*** Raw data Section Begins ***

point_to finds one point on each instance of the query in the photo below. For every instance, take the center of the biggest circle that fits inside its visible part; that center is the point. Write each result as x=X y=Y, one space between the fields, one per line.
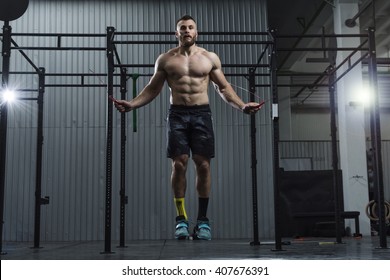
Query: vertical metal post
x=109 y=132
x=333 y=133
x=135 y=77
x=275 y=117
x=6 y=53
x=38 y=172
x=376 y=138
x=252 y=89
x=122 y=192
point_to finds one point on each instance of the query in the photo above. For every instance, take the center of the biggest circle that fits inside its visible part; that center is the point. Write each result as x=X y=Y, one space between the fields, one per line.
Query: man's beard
x=188 y=43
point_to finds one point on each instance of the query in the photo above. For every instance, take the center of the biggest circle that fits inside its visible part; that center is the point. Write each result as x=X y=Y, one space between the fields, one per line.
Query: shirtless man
x=188 y=70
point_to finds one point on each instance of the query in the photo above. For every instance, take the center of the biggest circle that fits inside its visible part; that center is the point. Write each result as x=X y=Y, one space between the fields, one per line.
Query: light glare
x=8 y=96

*** Raw data Section Ends ***

# Your assignment
Drop the images and quote the entries word for word.

# Answer below
point_to finds one point on each instance of the query in the photo below. For every instance, take the center of the biggest circle that fits inside its visible part; that center is the point. Write each result as x=X y=Y, one space between the fields, one per line.
Query: vertical metal post
x=109 y=132
x=333 y=133
x=135 y=77
x=275 y=117
x=6 y=53
x=38 y=172
x=376 y=138
x=252 y=89
x=122 y=192
point_to finds one point on each instance of the query in the photo above. For every instance, take the center of the biggest circle that fits inside its visible part; that center is the point. Write each result as x=X y=Y, one space between the fields, one per line.
Query: man's beard
x=188 y=43
point_to finds one point on each instance of the query in the photo above. For every instance, take the center of the biggest circle that fits inside its visible part; that center is the point. Write each result as x=X y=Y, one space between the fields, one per line.
Query: shirtless man
x=188 y=70
point_to finds one point on each instance of the query in the photo above. For every instance, take the center of the biggest circle that fits inside its visible part; that center is the point. Write each result as x=X y=Y, one space between the fields, one per line.
Query: light glare
x=8 y=96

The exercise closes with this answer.